● STATED PROBLEM 1: Name every kind of person or organization that the car write-off introduction mentions, apart from the reader and the writers.
● STATED PROBLEM 2: From the car write-off introduction, set down word for word the passage that begins at the words "Today, we’re talking" and ends after the words "on other blogs.".

So, you make some money. You got some expenses.
And you’re telling yourself that one day, “I’m going to earn my dream car.”
But hold on, what if we told you, you can get it for free. And what if we told you the business tax code was actually set up for you to do so?
And companies around the world take advantage of this by providing cars for their executives and employees.
Crazy right? In this post, let us show you how to write off your dream car, so keep reading.
Today, we’re talking about vehicle deductions that we’ve used for ourselves and many other clients to help reduce their taxable income.
Now unless you’re an accountant reading this then we know you didn’t go to school to learn taxes and you probably don’t spend your weekends binge reading the tax code.
So we’re not going to use a bunch of tax jargon you will read on other blogs.
Instead, we are going to do our best to make this a very simple guide so that you can follow and implement this yourself on your next tax return.
Let’s go ahead and dive right in.

● Source records:
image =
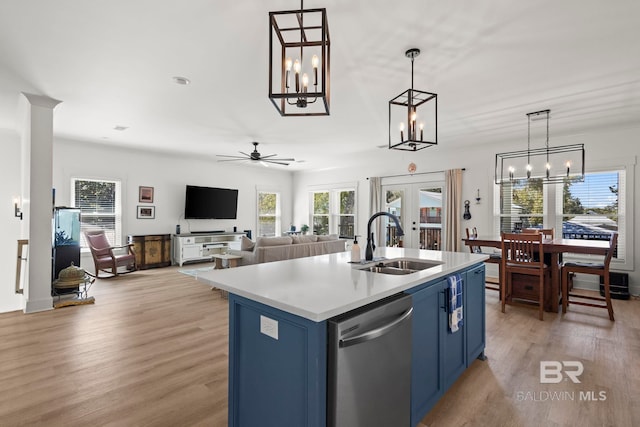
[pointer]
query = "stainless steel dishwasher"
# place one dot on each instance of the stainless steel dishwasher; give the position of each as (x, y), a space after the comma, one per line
(369, 365)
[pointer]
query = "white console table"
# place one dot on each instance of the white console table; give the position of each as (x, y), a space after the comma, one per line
(202, 246)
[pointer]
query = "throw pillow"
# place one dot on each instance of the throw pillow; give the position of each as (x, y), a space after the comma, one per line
(305, 239)
(246, 244)
(325, 238)
(274, 241)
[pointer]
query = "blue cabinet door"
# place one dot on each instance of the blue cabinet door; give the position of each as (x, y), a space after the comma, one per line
(474, 306)
(454, 360)
(277, 367)
(426, 379)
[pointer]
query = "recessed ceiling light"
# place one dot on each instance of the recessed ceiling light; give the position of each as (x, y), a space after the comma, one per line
(181, 80)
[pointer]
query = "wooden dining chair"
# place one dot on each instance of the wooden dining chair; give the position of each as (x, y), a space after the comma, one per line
(494, 258)
(108, 259)
(522, 254)
(601, 269)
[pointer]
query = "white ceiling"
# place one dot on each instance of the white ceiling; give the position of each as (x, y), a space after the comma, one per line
(491, 62)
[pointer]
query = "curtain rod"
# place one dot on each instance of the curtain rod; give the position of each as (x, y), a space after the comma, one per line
(412, 174)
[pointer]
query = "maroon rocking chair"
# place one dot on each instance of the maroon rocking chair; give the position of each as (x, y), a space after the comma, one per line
(112, 260)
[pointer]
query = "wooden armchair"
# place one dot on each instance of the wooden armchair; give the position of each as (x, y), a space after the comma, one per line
(494, 258)
(109, 258)
(601, 269)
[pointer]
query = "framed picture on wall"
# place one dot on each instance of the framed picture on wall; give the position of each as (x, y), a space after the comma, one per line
(146, 212)
(145, 194)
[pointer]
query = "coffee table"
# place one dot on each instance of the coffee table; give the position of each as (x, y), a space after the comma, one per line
(232, 260)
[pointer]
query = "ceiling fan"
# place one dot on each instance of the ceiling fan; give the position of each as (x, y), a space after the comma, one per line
(256, 157)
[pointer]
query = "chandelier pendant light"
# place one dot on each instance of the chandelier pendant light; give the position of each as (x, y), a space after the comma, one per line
(413, 116)
(299, 62)
(549, 164)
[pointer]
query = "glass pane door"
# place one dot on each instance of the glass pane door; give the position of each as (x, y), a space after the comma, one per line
(430, 208)
(419, 209)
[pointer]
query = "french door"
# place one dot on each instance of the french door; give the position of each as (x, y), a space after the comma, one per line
(419, 206)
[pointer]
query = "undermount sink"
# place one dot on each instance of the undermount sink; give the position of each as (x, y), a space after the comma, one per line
(399, 266)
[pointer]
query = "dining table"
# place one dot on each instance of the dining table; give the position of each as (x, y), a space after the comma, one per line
(554, 247)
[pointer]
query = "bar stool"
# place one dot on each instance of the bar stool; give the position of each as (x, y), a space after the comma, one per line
(494, 258)
(522, 253)
(601, 269)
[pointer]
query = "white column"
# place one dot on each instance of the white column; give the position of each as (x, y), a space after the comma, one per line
(37, 206)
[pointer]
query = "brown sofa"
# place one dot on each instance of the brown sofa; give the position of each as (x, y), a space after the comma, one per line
(269, 249)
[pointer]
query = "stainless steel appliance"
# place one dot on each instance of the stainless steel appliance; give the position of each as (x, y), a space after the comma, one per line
(369, 378)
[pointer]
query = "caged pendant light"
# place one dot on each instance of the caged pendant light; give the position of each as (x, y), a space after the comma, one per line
(549, 164)
(299, 62)
(413, 116)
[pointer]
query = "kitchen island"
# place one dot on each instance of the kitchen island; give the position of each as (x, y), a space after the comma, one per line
(278, 316)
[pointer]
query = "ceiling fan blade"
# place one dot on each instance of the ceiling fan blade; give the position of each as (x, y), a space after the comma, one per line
(275, 162)
(231, 157)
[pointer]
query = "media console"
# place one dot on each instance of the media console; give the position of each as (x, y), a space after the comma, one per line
(202, 246)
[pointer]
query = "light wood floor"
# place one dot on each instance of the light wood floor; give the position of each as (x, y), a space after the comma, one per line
(153, 351)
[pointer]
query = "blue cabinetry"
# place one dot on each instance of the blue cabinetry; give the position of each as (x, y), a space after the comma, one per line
(278, 361)
(277, 367)
(475, 313)
(440, 356)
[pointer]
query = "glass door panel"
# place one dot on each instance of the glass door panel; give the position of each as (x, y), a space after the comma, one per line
(420, 211)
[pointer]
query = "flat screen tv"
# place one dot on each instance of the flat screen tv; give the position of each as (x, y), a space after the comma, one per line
(210, 203)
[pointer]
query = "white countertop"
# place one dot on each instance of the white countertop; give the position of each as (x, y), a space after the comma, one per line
(324, 286)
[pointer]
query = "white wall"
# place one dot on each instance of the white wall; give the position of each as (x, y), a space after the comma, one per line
(10, 226)
(616, 146)
(168, 174)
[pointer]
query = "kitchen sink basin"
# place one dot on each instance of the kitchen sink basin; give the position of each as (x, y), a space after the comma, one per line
(399, 266)
(388, 270)
(411, 264)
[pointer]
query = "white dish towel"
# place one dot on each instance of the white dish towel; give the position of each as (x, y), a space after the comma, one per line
(455, 302)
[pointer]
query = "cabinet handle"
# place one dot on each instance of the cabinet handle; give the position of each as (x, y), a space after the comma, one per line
(445, 306)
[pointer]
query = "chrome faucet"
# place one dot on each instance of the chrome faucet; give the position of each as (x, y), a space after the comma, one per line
(368, 256)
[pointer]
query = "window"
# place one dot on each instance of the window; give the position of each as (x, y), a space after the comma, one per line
(100, 207)
(521, 205)
(593, 208)
(589, 209)
(334, 212)
(268, 213)
(346, 212)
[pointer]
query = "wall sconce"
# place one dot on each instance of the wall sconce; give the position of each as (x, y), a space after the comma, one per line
(17, 211)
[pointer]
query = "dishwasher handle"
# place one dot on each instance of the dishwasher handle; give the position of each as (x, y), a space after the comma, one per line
(377, 332)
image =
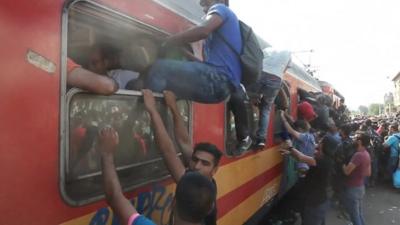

● COMPLETE OUTPUT 1: companies, executives, employees, clients, an accountant

● COMPLETE OUTPUT 2:
Today, we’re talking about vehicle deductions that we’ve used for ourselves and many other clients to help reduce their taxable income.
Now unless you’re an accountant reading this then we know you didn’t go to school to learn taxes and you probably don’t spend your weekends binge reading the tax code.
So we’re not going to use a bunch of tax jargon you will read on other blogs.